Read a middle grade novel. As soon as I heard Francisco Stork (of Marcello in the Real World fame) had a new book coming out, I was all over that pre-order button. My original review for The Memory of Light (Arthur A. Levine Books, 2016, 336 pages, hardcover): I pre-ordered this book on the strength of the other Stork book that’s one of my all-time favorites, Marcelo in the Real World. I didn’t quite feel the same magic, but I still really enjoyed the book, in spite of its different feel. About a girl who wakes up in the hospital after a failed suicide attempt, Memory of Light follows Vicky as she learns to stand up for herself to her demanding father, make new friends with fellow “mentals” in the hospital, learn how to figure out what’s going on in her mind and heart, and what to do when she’s on her own, back in the situation she was when she did “the deed.” I really liked that Stork gave us the “but then what happened?” What happens after a mother dies from a terminal illness? How do the family members handle their grief? What happens after the suicide attempt? What happens after the leading character is released to the “real” world? If more of those books are out there, I haven’t read them yet, and it’s important that they are easily found, for middle school kids and high schoolers – and yes, even adults – the find and identify with. To learn from. The ending was a leeeeetle crazily convenient, but I was willing to overlook it with so many flashes of brilliance. 4 of 5 stars.

* TASK DETAILS
In the book review, where does Vicky wake up at the start of the novel?

* EXERCISE DATA
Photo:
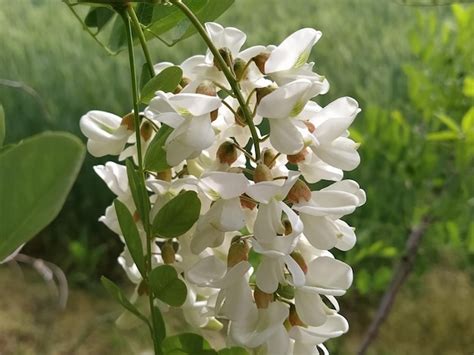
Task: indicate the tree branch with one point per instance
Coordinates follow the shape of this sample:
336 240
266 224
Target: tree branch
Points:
401 273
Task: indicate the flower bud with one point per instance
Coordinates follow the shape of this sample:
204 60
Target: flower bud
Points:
260 61
168 252
226 54
262 173
300 261
206 88
129 121
164 175
262 92
146 130
239 118
269 158
299 192
294 319
238 251
227 153
298 157
261 298
245 202
310 126
240 69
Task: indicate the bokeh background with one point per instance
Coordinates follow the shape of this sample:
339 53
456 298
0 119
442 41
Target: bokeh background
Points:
412 70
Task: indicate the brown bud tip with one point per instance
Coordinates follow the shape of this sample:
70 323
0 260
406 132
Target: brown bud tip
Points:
269 158
245 202
262 173
262 299
299 192
240 69
300 261
227 153
298 157
146 130
206 88
239 118
129 121
238 251
226 54
262 92
168 252
260 61
164 175
310 126
294 319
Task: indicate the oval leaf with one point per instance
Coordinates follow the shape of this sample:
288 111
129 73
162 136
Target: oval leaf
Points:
177 216
131 235
166 285
167 80
36 175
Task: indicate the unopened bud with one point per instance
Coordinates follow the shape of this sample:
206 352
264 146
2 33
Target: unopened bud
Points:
294 319
269 158
226 54
260 61
239 118
227 153
143 288
299 192
262 299
262 173
206 88
298 157
129 121
238 251
310 126
300 261
245 202
164 175
168 252
146 130
240 69
262 92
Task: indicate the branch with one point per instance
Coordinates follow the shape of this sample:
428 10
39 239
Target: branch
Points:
401 274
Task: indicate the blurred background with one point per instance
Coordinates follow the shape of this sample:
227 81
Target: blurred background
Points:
412 70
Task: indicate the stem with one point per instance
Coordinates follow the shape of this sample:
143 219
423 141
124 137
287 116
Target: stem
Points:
136 115
141 37
225 69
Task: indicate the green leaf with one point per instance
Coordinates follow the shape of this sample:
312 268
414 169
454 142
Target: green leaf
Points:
115 292
98 17
187 343
131 235
36 176
177 216
159 324
155 157
233 351
167 80
166 285
2 125
138 189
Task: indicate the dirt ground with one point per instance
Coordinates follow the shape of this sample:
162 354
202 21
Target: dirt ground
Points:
436 317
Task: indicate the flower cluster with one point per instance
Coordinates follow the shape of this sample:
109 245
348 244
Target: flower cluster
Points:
258 256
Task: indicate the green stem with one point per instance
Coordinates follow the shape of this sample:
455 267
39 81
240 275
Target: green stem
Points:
225 69
145 218
141 37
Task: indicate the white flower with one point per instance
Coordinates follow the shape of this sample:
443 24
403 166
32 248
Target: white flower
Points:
106 133
189 115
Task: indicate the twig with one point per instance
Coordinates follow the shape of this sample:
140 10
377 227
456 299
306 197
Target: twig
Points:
401 273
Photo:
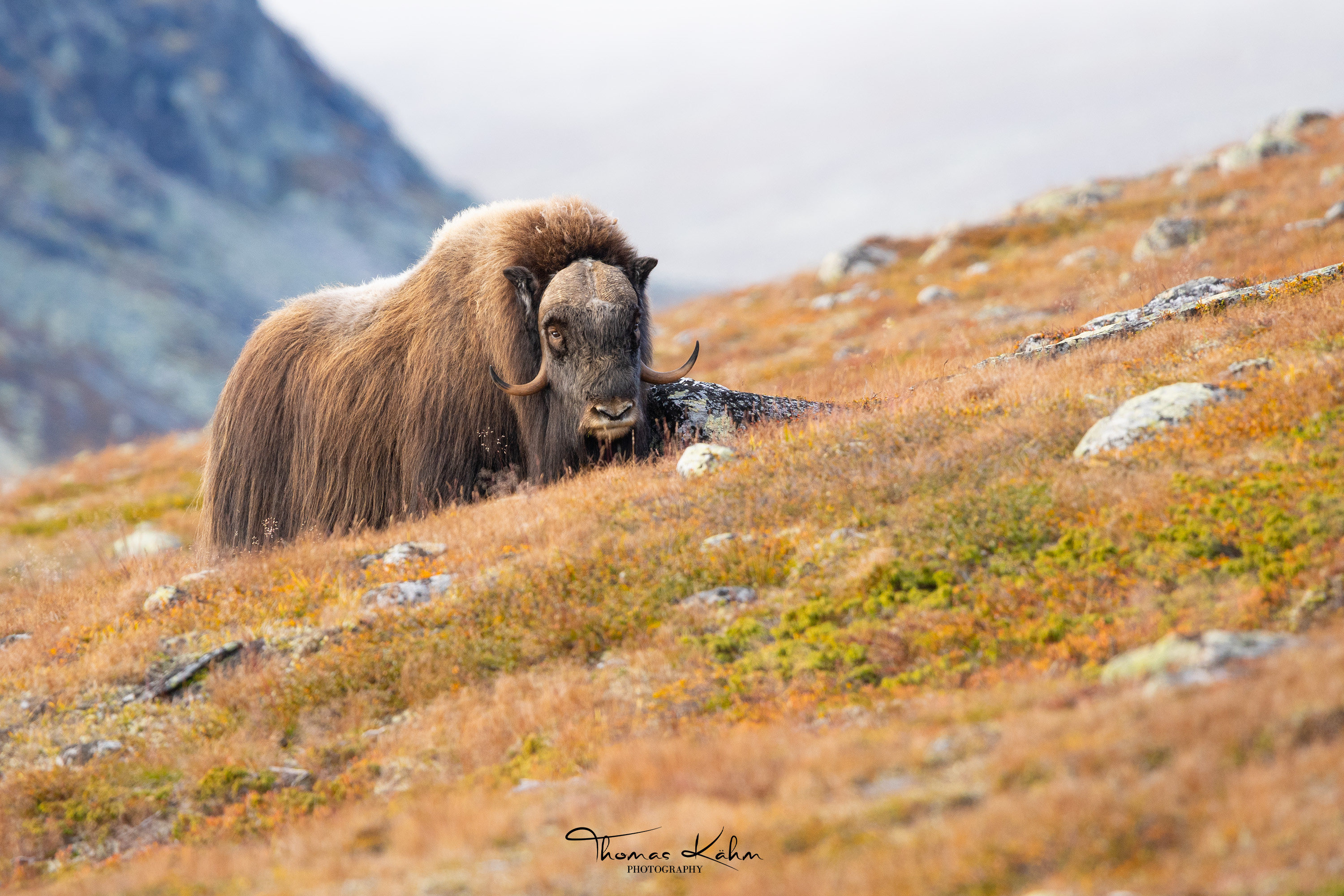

* SOLUTION
In the hospital, after a failed suicide attempt.